Starting at the very beginning of the records and stopping after the line that contains "pixel 100 128", arrange those lines as a JSON list of strings with one string per line and no blank lines.
##########
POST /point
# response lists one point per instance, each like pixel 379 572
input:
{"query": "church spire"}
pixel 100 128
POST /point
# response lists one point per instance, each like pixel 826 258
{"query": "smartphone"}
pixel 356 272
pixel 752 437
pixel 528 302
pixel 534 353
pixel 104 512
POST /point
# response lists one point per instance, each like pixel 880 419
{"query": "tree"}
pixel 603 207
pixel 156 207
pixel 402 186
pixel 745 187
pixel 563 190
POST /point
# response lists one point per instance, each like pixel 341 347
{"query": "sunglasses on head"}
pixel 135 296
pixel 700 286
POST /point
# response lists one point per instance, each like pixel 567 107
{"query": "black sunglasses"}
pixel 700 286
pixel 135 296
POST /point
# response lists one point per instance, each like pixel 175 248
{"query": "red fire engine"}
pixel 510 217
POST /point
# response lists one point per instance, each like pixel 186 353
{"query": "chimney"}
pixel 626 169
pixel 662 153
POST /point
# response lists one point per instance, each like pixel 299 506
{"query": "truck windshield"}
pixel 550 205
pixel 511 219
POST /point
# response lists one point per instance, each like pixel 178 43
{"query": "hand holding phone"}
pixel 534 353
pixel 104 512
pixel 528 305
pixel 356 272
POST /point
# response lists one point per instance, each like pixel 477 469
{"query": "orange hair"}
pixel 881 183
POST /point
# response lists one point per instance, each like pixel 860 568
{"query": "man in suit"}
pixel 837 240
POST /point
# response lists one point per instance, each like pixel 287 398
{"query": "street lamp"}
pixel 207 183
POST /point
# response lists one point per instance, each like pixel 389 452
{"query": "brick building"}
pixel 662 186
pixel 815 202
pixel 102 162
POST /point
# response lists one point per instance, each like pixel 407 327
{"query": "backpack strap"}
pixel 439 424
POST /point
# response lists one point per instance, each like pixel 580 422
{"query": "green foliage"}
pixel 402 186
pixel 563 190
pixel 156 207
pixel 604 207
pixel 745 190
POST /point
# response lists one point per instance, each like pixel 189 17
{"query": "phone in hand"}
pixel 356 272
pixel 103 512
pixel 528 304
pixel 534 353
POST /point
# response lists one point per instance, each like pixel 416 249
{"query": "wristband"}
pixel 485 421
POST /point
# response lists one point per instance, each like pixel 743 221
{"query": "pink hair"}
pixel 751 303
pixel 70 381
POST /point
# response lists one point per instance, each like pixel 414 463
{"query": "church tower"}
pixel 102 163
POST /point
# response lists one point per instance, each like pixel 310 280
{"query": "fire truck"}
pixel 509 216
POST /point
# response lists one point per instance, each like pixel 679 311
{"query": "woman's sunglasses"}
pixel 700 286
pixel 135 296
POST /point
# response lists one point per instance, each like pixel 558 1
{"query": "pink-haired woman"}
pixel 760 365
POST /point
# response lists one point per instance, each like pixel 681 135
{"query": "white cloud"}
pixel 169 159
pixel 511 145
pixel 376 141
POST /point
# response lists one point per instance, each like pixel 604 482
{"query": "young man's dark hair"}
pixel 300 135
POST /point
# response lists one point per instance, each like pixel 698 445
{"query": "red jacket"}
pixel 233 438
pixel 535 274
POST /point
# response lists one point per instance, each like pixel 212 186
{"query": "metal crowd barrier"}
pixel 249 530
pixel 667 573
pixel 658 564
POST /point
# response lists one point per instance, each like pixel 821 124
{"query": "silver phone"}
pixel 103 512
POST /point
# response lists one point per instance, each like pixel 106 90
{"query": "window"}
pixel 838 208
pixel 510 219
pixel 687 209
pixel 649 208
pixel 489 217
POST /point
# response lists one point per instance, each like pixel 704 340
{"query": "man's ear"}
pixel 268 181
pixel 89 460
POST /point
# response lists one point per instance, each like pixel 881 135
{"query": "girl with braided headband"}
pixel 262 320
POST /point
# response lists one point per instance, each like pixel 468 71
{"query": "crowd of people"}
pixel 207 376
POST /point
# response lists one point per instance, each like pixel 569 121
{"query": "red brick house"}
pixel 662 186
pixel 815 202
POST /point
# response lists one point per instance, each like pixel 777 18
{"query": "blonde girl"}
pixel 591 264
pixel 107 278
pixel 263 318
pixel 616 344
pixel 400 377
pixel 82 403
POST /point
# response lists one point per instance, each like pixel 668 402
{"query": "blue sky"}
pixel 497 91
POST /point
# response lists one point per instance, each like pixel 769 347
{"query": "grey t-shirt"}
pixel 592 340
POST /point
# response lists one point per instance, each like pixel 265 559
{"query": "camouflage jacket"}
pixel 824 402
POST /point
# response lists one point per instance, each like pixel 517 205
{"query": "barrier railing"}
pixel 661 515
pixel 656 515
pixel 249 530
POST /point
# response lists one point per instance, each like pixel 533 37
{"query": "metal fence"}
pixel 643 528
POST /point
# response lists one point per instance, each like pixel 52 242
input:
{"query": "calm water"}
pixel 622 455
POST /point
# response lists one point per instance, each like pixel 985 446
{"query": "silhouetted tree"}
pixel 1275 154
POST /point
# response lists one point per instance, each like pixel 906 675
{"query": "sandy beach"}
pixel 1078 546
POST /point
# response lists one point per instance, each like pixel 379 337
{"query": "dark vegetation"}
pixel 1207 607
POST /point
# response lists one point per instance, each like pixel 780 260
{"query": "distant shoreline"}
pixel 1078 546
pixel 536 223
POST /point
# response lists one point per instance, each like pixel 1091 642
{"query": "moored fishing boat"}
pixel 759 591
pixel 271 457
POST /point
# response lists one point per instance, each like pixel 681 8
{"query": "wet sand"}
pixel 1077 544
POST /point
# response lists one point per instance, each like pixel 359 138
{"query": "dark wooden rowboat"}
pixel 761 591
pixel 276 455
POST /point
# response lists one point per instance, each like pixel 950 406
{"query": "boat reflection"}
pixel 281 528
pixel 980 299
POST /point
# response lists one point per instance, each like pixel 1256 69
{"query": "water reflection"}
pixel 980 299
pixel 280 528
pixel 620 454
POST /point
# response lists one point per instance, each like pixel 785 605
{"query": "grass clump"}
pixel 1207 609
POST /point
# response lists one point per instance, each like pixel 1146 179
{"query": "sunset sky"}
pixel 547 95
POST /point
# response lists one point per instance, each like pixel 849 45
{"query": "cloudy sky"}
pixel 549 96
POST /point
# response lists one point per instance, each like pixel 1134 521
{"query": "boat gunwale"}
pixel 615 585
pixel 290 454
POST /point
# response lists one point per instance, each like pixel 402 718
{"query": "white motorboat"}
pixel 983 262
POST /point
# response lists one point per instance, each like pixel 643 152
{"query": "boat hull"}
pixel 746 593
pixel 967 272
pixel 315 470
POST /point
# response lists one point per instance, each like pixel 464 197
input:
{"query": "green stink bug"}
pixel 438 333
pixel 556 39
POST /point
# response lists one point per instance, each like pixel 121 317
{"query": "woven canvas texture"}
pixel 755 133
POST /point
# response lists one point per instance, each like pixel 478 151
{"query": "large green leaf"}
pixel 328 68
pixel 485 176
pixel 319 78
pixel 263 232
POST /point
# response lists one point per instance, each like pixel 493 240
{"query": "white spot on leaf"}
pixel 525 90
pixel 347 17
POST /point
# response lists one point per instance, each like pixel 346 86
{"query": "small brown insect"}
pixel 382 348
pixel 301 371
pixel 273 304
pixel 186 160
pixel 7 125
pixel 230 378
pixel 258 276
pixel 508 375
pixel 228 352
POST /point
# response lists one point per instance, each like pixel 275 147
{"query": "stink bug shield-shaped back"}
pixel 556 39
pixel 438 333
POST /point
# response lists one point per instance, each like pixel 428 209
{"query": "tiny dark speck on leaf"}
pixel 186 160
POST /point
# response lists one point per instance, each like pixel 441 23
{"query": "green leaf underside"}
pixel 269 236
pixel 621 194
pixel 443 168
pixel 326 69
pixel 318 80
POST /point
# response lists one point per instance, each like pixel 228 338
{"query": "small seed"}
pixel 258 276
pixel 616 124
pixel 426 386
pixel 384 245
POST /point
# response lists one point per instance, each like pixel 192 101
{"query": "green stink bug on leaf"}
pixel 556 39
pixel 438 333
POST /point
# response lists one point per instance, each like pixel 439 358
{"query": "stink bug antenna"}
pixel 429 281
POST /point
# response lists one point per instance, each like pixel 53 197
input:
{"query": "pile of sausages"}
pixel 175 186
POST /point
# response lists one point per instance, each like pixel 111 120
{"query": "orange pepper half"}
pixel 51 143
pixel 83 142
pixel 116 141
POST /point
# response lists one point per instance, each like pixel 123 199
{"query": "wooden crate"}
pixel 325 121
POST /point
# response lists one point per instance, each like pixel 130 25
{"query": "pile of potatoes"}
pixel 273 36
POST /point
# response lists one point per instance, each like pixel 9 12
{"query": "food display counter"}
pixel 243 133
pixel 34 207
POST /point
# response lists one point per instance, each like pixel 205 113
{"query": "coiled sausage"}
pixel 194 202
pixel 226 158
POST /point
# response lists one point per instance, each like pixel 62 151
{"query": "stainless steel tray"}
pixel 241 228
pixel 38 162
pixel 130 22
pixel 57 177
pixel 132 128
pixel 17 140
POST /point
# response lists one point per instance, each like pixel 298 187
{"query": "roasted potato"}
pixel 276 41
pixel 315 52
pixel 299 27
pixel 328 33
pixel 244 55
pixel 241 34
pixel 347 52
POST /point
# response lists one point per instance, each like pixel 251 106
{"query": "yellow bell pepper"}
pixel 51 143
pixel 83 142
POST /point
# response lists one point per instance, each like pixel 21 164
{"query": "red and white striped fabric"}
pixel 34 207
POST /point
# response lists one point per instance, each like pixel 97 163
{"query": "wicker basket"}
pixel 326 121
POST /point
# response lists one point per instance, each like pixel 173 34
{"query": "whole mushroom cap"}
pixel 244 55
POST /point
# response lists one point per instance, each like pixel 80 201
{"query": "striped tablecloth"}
##########
Exercise solution:
[
  "POST /point",
  "# response lists one point per instance, each like pixel 379 572",
  "input:",
  "{\"query\": \"church spire\"}",
  "pixel 100 128"
]